## WHAT TO DO
Write each line out exactly, leaving none out.

══ SUPPLIED ENTRIES ══

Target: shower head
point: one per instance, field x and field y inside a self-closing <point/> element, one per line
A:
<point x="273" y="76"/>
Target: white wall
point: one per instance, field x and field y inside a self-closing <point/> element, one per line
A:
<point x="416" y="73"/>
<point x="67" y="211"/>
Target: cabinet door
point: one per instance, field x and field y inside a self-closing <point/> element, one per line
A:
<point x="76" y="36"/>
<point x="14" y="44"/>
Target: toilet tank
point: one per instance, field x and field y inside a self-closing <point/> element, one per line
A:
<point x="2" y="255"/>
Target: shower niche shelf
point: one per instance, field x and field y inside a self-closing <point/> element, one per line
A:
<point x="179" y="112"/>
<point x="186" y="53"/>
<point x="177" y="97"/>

═══

## FULL OUTPUT
Target: shower head
point: one per instance, field x and field y inside a self-closing <point/> element, one per line
A:
<point x="273" y="76"/>
Target: white wall
point: one per instance, field x and field y inside a self-closing <point/> element, one per line
A:
<point x="416" y="73"/>
<point x="67" y="211"/>
Target: cabinet door
point: one per instance, field x and field y inside a self-closing <point/> element, one per line
A:
<point x="76" y="36"/>
<point x="14" y="44"/>
Target: toilet tank
point: one per instance, field x and field y inside a self-closing <point/> element, one per line
A:
<point x="2" y="255"/>
Target: shower niche shelf
point: one per instance, field x and field y inside a self-closing <point/> element, one per line
A:
<point x="179" y="112"/>
<point x="186" y="53"/>
<point x="177" y="97"/>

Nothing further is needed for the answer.